**Supplied passage**
· · · ·

From apm
Jump to: navigation, search

Unusability despite benefits

Due to their extreme hardness beryllium compounds would be an excellent building material for products of advanced atomically precise gem-gum technology. Beryllium oxide BeO also known as the gemstone Brommelite e.g. has a Mohs hardness of 9. The problem though is that:

  • A) Compounds of beryllium are highly toxic and often slightly water soluble. A bad combination.
  • B) The element beryllium is rather rare.


In hard and water insoluble gemstones beryllium can be contained pretty safely. Simple berylliumoxide (Brommelite) - a due to it's high hardness (Mohs 9) mechanically interesting compound - is slightly water soluble though and thus toxic.

The presence of beryllium in the crystal structure usually can in cases improve the hardness of a compound.

With aluminium Al (and magnesium Mg)

With silicon Si

With silicon and aluminium

  • Beryl Be3Al2(SiO3)6 (aka Emerald, Aquamarine, ...) (Mohs 7.5-8)
  • Euclase BeAlSiO4(OH) (Mohs 7.5) - there are forms that do not cleave easily

With other elements

  • Hambergite Be2BO3OH (Mohs 7.5) - with not so common boron
  • Pezzottaite Cs(Be2Li)Al2Si6O18 (Mohs 8) - with not so common cesium and lithium; hard but complex unit cell

The following compounds are below Mohs 7 and may release critical amounts of Beryllium into the environment via abrasion.

  • Danalite Fe4Be3(SiO4)3S (Mohs 5.5-6) - silicate; contains iron and sulfur
  • Nabesite Na2BeSi4O10·4(H2O) (Mohs 5-6) - silicate; rich in crystal water
  • Herderite CaBe(PO4)(F,OH) (Mohs 5-5.5) - phosphate => maybe slightly water soluble => probably more toxic
  • Beryllonite NaBePO4 (Mohs 5.5-6) - phosphate => maybe slightly water soluble => probably more toxic

Atypical covalent salts (may be incorrect - there is a note of E. Drexlers on a wikipedia talk page on that!)

· · · ·

**Records shown**

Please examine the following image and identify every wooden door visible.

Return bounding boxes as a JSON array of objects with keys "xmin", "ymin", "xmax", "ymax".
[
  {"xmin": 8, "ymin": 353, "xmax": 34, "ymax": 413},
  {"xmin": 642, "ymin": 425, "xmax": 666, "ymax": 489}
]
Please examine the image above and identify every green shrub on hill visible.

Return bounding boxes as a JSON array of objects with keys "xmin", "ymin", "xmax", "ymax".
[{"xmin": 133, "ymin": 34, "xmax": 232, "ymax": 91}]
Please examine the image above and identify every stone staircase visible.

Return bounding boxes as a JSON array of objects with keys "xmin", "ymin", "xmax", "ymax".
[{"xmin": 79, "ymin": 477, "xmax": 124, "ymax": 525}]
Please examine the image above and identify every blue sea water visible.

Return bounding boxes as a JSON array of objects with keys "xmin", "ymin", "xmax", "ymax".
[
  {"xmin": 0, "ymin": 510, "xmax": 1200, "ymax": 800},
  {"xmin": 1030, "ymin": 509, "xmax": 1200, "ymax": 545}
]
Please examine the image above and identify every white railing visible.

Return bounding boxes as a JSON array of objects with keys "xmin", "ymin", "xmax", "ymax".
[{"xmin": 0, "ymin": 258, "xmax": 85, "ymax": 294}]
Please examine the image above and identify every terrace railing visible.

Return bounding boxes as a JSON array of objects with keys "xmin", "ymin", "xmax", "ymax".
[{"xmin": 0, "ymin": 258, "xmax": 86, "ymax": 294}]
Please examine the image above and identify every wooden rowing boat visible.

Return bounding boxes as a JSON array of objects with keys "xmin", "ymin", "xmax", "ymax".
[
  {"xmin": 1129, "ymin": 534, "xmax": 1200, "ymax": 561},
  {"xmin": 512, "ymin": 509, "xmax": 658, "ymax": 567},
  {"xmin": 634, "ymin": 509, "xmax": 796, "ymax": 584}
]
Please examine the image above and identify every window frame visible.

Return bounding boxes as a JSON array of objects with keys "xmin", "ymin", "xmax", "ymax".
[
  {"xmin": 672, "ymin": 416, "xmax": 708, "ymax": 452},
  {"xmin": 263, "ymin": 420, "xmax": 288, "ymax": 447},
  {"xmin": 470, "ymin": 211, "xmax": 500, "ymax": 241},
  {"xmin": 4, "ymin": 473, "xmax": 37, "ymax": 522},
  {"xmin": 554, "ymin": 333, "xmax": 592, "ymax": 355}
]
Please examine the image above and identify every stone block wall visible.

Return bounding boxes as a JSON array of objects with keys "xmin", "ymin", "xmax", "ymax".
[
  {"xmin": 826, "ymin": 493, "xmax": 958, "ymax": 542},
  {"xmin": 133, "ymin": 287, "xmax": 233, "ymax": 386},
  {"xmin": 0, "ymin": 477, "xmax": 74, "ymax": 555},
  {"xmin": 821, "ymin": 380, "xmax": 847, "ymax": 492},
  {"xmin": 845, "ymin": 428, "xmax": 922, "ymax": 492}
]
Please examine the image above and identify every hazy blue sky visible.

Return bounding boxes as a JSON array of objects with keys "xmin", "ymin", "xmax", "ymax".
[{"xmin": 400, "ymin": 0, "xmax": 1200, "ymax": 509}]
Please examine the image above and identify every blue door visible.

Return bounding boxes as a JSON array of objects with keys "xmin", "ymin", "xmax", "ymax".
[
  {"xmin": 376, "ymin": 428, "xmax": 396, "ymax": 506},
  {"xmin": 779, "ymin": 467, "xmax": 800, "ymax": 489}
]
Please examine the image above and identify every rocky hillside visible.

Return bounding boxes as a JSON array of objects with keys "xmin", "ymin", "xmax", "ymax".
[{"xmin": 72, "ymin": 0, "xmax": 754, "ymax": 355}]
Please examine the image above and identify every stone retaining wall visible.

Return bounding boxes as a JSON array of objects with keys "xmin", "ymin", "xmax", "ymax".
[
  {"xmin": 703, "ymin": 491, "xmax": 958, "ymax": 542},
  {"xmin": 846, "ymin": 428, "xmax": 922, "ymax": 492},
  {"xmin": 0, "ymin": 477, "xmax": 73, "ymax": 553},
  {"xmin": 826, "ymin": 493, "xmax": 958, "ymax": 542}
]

· · · ·

**Your tasks**
a – Set down the part of the beryllium compounds page from "Unusability despite benefits" to "of a compound.", keeping every word and mark unchanged.
b – Shorten the paragraph of the beryllium compounds page that begins "In hard and water insoluble gemstones," keeping its main facts.
c – According to the beryllium compounds page, why are Herderite and Beryllonite probably more toxic?

**Solutions per task**
a –
Unusability despite benefits

Due to their extreme hardness beryllium compounds would be an excellent building material for products of advanced atomically precise gem-gum technology. Beryllium oxide BeO also known as the gemstone Brommelite e.g. has a Mohs hardness of 9. The problem though is that:

  • A) Compounds of beryllium are highly toxic and often slightly water soluble. A bad combination.
  • B) The element beryllium is rather rare.


In hard and water insoluble gemstones beryllium can be contained pretty safely. Simple berylliumoxide (Brommelite) - a due to it's high hardness (Mohs 9) mechanically interesting compound - is slightly water soluble though and thus toxic.

The presence of beryllium in the crystal structure usually can in cases improve the hardness of a compound.

b – Beryllium can be held fairly safely in hard, water-insoluble gemstones. Plain beryllium oxide (Brommelite) has a Mohs hardness of 9, which makes it mechanically interesting. However, it is slightly water soluble and therefore toxic.

c – Both are phosphates. The page says this may make them slightly water soluble, so they are probably more toxic.